» **The input**:
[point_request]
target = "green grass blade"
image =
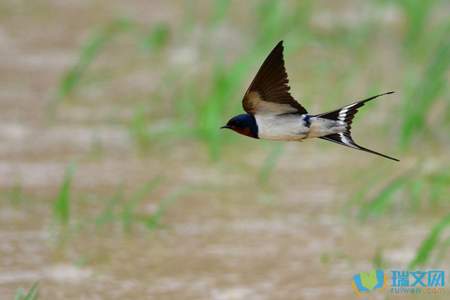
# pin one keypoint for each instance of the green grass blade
(61, 207)
(430, 243)
(31, 295)
(270, 162)
(92, 48)
(128, 211)
(381, 201)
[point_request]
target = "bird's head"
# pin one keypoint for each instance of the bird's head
(244, 124)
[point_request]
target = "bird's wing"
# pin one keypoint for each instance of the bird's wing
(269, 90)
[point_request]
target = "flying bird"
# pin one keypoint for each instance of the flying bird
(273, 114)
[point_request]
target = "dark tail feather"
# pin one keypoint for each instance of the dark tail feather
(346, 115)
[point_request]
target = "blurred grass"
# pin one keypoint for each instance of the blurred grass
(90, 50)
(61, 207)
(32, 293)
(431, 243)
(205, 99)
(128, 209)
(426, 92)
(414, 190)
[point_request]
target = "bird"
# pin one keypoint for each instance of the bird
(273, 114)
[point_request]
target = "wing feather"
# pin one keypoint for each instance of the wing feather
(269, 90)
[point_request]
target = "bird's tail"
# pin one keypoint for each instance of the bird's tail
(346, 115)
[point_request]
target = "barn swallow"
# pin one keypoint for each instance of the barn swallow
(273, 114)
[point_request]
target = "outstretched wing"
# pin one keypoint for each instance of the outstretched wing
(269, 90)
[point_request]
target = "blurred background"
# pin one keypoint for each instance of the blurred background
(116, 182)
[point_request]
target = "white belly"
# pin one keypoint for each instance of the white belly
(284, 127)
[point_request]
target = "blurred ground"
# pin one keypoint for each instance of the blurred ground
(226, 235)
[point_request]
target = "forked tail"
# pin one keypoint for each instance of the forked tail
(346, 115)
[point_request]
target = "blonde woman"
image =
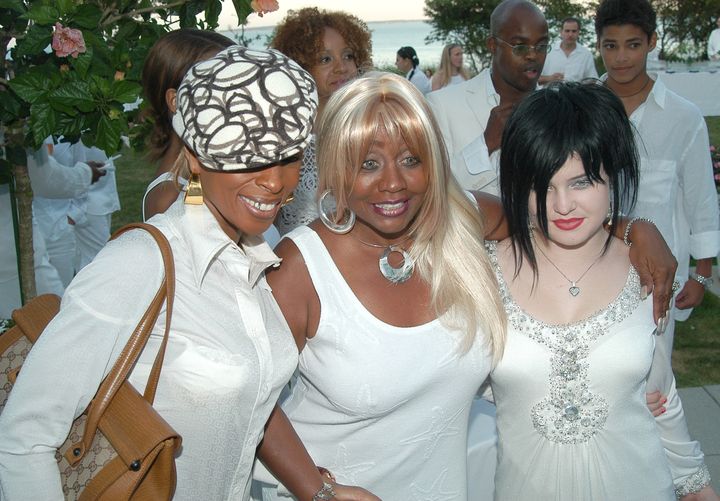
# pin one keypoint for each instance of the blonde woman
(392, 302)
(451, 70)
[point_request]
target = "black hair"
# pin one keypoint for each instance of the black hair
(547, 127)
(617, 12)
(409, 53)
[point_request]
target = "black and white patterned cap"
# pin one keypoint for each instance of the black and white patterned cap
(245, 108)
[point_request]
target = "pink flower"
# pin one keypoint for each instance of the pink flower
(264, 6)
(67, 41)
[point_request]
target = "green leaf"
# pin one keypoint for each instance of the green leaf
(14, 5)
(65, 6)
(212, 13)
(35, 41)
(30, 86)
(81, 64)
(125, 91)
(44, 14)
(108, 135)
(243, 9)
(10, 107)
(73, 93)
(42, 122)
(87, 16)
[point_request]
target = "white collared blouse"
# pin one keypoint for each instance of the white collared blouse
(229, 354)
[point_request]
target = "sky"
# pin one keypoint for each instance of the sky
(367, 10)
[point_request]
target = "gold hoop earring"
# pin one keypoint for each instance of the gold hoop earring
(288, 200)
(193, 194)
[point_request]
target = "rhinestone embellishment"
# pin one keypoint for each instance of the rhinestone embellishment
(570, 413)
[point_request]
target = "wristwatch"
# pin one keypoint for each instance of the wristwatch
(704, 281)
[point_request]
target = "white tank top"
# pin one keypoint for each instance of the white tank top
(380, 406)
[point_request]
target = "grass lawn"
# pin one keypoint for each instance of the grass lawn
(696, 357)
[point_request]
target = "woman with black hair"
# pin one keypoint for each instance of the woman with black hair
(570, 388)
(407, 62)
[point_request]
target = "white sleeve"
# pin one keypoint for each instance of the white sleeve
(699, 194)
(50, 179)
(684, 454)
(65, 367)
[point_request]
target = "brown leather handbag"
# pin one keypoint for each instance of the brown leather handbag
(120, 447)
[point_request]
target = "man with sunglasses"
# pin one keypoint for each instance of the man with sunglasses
(472, 115)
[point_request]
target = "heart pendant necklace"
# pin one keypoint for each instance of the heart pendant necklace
(574, 290)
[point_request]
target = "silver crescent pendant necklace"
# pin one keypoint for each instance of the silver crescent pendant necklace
(393, 274)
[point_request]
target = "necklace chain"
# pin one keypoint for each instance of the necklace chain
(634, 93)
(394, 274)
(574, 290)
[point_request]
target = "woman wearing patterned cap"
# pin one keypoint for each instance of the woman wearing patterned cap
(244, 117)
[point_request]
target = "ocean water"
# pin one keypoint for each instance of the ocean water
(387, 38)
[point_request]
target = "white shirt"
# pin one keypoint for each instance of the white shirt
(229, 354)
(714, 43)
(676, 189)
(462, 112)
(419, 79)
(577, 65)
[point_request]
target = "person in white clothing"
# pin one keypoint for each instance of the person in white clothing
(676, 187)
(472, 115)
(334, 47)
(714, 43)
(572, 419)
(58, 182)
(452, 71)
(166, 64)
(568, 60)
(229, 352)
(407, 62)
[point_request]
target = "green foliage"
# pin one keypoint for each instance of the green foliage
(43, 94)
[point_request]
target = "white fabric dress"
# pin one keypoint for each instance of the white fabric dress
(229, 354)
(303, 209)
(572, 420)
(382, 407)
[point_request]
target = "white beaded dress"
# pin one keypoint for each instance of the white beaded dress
(303, 208)
(572, 419)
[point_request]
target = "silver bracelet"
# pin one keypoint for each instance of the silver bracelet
(326, 492)
(626, 235)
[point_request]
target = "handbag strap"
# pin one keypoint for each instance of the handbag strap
(134, 347)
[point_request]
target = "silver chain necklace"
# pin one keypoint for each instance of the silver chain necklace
(574, 290)
(396, 275)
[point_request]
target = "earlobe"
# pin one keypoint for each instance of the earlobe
(170, 99)
(193, 162)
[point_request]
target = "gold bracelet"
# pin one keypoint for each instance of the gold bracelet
(626, 235)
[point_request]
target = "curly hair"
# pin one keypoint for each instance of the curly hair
(166, 64)
(616, 12)
(309, 25)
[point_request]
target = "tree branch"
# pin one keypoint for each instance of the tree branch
(131, 14)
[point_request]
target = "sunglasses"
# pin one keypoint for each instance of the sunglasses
(523, 50)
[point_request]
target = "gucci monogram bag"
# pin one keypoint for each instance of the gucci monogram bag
(120, 447)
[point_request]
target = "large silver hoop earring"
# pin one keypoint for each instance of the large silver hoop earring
(327, 208)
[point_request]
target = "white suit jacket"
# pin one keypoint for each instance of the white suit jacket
(463, 111)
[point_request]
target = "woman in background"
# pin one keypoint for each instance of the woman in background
(334, 47)
(451, 70)
(407, 62)
(165, 66)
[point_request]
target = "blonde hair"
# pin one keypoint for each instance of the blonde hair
(448, 231)
(444, 72)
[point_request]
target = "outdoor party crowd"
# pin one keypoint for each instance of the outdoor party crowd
(364, 259)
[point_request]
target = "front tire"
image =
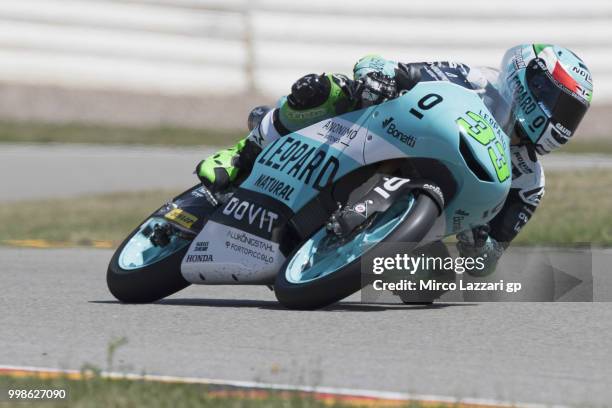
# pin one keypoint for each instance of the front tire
(148, 283)
(347, 280)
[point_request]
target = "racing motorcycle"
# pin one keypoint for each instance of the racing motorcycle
(415, 169)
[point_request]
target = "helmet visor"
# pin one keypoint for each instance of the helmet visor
(558, 101)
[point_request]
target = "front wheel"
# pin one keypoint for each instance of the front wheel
(325, 270)
(142, 272)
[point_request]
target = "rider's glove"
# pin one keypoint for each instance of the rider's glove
(374, 88)
(219, 170)
(478, 244)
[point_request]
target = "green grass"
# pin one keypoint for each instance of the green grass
(82, 220)
(96, 392)
(34, 132)
(575, 209)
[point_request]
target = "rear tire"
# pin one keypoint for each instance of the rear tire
(147, 284)
(346, 281)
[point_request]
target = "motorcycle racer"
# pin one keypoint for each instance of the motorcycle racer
(547, 90)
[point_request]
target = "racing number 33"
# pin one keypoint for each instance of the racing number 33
(479, 129)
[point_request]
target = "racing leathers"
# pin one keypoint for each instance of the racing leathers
(317, 97)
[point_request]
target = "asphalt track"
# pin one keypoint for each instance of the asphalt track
(56, 312)
(44, 171)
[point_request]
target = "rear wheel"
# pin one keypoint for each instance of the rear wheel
(141, 272)
(325, 270)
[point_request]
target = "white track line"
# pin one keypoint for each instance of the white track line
(348, 392)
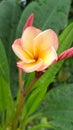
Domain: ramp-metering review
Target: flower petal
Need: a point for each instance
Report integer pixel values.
(27, 37)
(29, 67)
(29, 21)
(48, 56)
(17, 48)
(45, 40)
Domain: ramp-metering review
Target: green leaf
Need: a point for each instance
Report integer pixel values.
(48, 14)
(9, 17)
(59, 107)
(35, 98)
(4, 70)
(48, 77)
(6, 101)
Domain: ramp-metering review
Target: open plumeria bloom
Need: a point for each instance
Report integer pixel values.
(36, 49)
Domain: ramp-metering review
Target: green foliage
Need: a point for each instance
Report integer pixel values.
(9, 16)
(48, 14)
(59, 107)
(4, 68)
(58, 102)
(6, 101)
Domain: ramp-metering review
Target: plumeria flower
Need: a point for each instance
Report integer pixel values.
(36, 49)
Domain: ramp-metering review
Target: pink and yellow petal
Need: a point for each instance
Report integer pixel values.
(48, 56)
(27, 37)
(45, 40)
(29, 67)
(17, 48)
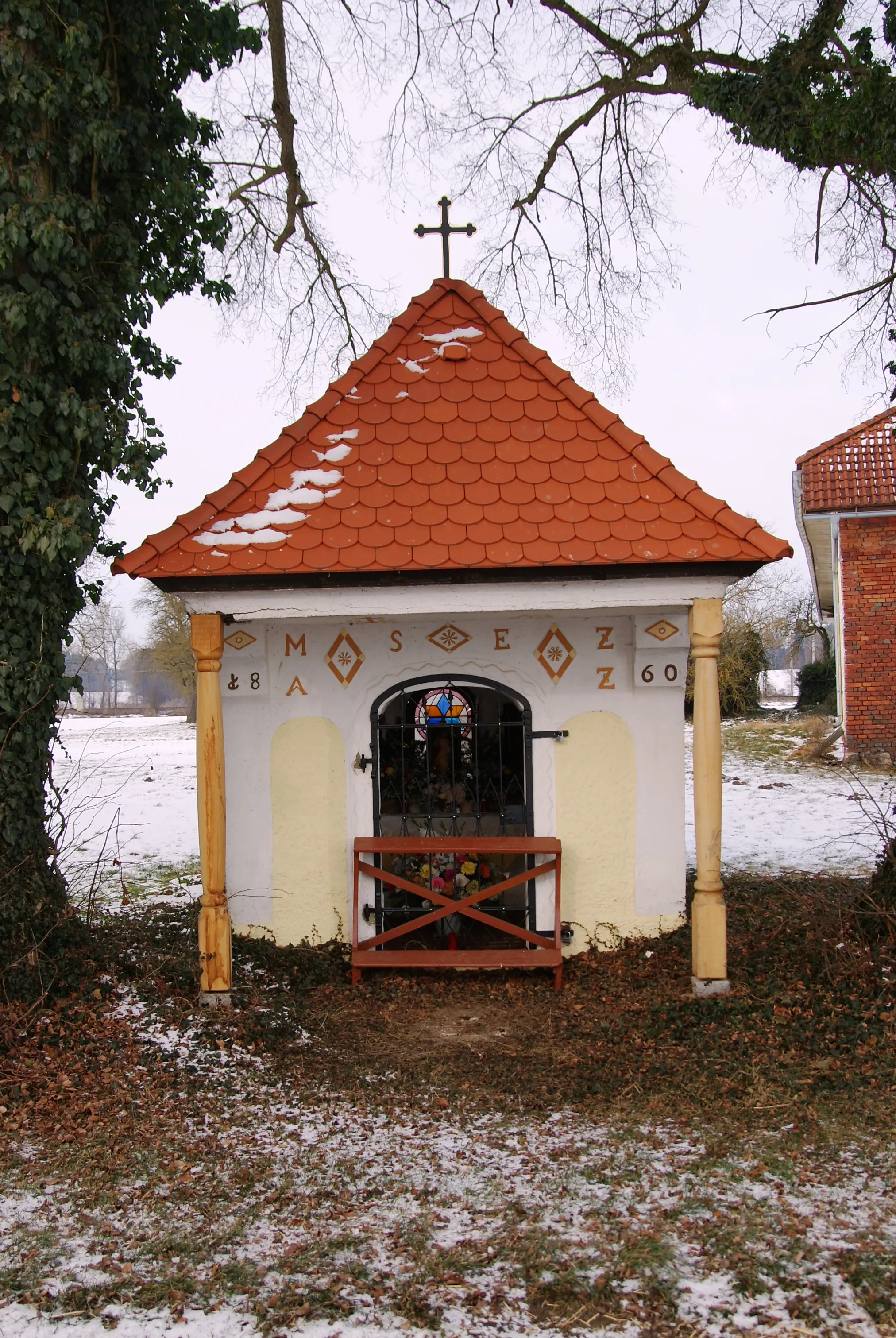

» **Prompt**: Please pick out and copy every line of the entries above that contains the word "foliage".

» **Task result**:
target = "green foliage"
# pin one keypoint for each instance of the green foliage
Target: green foliage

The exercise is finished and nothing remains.